Problem to work on:
Reproduce exactly the lines from the one containing "Find the grassy" through the last line of the records below, both included, and nothing else.
Start of Data section
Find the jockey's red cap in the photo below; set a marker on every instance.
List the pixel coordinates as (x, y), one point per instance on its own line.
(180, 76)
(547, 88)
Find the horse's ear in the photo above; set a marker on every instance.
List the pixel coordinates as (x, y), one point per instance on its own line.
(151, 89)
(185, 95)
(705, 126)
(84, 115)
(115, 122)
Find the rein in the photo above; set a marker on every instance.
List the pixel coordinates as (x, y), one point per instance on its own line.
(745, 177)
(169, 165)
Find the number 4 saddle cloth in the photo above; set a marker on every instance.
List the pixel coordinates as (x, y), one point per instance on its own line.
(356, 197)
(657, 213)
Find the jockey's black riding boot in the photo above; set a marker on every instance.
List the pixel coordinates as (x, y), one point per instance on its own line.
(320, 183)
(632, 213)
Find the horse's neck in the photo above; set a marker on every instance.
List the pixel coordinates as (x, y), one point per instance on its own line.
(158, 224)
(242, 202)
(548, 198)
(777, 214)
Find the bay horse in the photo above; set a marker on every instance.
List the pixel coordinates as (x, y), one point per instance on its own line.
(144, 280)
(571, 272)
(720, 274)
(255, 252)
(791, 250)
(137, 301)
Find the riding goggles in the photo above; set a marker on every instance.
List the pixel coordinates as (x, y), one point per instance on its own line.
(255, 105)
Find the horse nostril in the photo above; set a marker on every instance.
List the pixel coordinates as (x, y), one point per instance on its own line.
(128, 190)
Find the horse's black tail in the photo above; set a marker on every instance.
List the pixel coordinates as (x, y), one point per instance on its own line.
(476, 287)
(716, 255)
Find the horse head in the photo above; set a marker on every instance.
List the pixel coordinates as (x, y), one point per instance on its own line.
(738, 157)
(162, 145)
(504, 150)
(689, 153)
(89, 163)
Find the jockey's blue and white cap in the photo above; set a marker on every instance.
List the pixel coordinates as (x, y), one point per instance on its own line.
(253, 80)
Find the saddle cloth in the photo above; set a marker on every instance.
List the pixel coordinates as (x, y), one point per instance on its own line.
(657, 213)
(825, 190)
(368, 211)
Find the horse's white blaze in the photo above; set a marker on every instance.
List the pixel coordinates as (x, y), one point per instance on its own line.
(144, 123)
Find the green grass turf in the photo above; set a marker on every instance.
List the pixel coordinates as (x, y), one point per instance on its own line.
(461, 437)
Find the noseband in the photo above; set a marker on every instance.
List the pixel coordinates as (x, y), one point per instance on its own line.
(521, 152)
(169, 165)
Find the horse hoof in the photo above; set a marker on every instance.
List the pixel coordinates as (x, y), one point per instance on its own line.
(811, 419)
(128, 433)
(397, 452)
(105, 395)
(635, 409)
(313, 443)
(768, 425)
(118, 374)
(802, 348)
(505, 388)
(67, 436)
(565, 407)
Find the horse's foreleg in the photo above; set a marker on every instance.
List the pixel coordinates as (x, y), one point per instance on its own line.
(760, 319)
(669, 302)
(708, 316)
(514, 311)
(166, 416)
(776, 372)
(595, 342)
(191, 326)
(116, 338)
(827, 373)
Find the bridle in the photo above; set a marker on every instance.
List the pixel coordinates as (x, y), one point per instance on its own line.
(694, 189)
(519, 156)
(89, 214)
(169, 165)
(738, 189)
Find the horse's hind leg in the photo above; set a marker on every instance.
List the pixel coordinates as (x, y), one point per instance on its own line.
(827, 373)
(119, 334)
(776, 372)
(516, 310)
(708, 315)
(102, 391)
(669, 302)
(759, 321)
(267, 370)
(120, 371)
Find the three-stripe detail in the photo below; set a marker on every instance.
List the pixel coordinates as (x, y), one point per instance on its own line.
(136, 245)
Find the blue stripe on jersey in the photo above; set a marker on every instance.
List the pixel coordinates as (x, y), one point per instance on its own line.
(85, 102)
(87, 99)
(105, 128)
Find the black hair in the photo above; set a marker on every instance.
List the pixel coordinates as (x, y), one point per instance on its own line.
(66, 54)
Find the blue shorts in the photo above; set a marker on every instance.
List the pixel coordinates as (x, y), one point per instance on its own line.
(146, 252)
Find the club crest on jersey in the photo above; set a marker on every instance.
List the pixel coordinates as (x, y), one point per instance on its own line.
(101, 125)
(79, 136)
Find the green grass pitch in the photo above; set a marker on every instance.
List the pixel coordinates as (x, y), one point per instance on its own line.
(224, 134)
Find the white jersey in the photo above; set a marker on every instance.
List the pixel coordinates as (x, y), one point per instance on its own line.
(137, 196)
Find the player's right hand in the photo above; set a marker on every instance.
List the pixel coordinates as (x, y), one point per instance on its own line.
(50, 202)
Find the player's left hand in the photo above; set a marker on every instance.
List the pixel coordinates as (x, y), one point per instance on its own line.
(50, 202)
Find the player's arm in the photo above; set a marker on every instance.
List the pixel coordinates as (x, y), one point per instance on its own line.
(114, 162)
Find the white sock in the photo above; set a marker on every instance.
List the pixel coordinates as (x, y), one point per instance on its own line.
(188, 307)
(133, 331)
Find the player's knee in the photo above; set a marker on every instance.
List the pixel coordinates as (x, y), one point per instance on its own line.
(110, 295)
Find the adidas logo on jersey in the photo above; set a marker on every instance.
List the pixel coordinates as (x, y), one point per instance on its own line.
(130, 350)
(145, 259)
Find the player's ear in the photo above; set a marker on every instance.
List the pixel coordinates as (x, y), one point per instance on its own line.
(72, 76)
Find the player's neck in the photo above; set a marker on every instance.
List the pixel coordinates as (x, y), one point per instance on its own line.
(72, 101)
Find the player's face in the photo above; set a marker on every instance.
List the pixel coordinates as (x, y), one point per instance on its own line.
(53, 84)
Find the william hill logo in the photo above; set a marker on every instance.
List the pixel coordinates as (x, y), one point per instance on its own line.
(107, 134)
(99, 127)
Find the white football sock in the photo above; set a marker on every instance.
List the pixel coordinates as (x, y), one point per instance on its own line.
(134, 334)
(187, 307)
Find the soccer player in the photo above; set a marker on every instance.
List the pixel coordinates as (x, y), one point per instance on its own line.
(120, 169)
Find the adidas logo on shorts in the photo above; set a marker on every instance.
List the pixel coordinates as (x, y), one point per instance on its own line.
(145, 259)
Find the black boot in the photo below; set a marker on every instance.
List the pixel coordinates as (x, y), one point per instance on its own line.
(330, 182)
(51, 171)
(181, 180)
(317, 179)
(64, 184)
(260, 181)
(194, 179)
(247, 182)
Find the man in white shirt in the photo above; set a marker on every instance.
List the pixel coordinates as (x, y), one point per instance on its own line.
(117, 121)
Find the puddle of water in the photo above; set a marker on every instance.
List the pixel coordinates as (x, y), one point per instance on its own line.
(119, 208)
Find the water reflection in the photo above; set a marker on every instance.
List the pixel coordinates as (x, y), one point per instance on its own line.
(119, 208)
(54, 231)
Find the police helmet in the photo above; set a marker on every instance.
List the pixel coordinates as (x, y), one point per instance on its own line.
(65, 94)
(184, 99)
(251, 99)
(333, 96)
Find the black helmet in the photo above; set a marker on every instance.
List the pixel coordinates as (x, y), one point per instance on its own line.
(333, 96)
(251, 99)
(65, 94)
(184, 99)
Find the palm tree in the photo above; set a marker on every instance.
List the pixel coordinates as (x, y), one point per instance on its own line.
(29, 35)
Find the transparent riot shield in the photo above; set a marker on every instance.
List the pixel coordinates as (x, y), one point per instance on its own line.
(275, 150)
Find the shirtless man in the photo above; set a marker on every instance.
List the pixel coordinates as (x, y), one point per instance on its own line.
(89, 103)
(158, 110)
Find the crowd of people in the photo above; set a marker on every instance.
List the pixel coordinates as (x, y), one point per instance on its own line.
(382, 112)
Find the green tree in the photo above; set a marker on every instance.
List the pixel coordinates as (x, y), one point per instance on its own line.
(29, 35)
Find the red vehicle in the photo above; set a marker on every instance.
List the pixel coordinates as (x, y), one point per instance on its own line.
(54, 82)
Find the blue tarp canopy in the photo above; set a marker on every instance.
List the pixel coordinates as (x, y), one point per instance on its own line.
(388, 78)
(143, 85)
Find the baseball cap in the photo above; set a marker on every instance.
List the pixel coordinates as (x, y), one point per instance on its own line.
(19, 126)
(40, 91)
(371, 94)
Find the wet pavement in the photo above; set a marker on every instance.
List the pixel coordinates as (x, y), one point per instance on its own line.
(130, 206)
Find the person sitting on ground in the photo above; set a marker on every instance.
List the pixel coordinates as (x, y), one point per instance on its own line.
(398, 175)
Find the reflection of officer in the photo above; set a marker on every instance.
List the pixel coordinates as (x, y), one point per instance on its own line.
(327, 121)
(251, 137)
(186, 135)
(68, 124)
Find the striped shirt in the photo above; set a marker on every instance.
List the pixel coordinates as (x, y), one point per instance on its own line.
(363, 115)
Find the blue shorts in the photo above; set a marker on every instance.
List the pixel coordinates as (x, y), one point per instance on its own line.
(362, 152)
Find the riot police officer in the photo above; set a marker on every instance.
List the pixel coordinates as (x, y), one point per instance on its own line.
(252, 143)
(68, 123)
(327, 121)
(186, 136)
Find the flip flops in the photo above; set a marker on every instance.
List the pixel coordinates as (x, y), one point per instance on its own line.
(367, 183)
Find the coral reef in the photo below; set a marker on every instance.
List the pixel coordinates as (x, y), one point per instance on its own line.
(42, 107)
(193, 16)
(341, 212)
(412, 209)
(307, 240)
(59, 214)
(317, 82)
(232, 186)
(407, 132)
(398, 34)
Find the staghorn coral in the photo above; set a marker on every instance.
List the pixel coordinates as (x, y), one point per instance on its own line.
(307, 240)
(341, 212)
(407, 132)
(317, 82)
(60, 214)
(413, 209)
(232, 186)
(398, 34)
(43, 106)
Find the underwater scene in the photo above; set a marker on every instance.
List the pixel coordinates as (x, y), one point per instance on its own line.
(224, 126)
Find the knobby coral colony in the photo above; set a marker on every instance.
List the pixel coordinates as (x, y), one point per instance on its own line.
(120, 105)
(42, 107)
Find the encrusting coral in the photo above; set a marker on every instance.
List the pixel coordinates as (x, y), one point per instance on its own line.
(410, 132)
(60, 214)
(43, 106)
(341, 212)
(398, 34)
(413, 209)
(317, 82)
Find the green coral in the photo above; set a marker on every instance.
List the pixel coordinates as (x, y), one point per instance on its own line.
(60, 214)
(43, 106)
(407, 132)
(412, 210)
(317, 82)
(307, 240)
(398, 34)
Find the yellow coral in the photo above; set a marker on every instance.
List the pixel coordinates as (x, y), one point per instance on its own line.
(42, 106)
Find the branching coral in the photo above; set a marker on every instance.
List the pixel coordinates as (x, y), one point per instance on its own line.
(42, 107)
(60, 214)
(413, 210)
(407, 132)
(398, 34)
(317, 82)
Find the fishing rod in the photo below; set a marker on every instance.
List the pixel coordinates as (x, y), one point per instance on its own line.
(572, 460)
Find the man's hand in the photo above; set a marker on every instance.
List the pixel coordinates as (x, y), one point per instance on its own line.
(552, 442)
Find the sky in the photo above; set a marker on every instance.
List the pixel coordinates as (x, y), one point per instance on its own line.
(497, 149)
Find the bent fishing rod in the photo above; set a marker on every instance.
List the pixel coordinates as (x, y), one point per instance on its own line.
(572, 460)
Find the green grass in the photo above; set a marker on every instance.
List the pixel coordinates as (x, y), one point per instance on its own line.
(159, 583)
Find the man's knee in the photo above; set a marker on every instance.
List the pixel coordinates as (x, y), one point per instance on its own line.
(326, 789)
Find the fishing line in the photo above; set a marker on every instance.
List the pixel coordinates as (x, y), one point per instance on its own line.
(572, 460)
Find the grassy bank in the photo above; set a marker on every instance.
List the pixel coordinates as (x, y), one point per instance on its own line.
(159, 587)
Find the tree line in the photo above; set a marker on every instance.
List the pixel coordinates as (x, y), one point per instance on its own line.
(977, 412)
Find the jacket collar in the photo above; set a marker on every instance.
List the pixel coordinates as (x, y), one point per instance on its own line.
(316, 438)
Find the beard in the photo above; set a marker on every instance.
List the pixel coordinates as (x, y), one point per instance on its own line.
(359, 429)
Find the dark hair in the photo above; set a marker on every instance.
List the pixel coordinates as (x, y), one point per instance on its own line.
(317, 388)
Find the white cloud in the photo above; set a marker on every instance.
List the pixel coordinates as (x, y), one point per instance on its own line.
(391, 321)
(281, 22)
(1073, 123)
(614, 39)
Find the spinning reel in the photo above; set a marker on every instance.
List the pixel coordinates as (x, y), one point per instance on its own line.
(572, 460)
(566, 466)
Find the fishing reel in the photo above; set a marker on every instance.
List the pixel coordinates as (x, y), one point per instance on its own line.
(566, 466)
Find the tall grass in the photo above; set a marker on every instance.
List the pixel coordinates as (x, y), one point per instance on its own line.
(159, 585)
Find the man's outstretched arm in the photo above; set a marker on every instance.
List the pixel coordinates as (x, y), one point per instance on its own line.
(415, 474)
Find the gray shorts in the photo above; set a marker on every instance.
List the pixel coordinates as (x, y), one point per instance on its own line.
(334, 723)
End of Data section
Correct answer:
Find the grassy bank in the photo above; set a marker on every instance.
List the pixel coordinates as (x, y), one point per instance on its own line.
(159, 587)
Find the tree line in the photo above; set a marker on every instance.
List the pixel coordinates as (x, y), one point per instance on its own line.
(977, 412)
Find the jacket collar in the photo above; set a marker on every instance.
List the pixel coordinates as (x, y), one point per instance on its own line.
(316, 438)
Find the beard in the photo above; set a marker on every instance.
List the pixel coordinates as (x, y), one point per instance on its own line.
(359, 429)
Find the dark hair in the photo above; set a marker on every instance.
List the pixel coordinates as (x, y), one point per instance on its own line.
(317, 388)
Find the white cloud in the photo above; set a marker on every instance.
List the pixel coordinates as (x, y), one point per instance on its own line.
(391, 321)
(281, 22)
(1073, 123)
(614, 39)
Find the spinning reel in the photo above; set a marker on every instance.
List the pixel coordinates as (x, y), one point per instance on its own line.
(572, 460)
(566, 466)
Find the fishing reel in the photo above; set a marker on every instance.
List the pixel coordinates as (x, y), one point per instance on its own line.
(566, 466)
Find the tall grass in the photo above; set a marker on every instance.
List the pixel coordinates as (x, y), one point per instance on its own line.
(159, 585)
Find the man's outstretched arm in the photo above; set a marker on every instance.
List the pixel coordinates as (x, y), one point per instance on its own line.
(415, 474)
Find the gray shorts in the photo above; set a marker on every instance.
List the pixel coordinates as (x, y), one point per instance on its own line.
(334, 723)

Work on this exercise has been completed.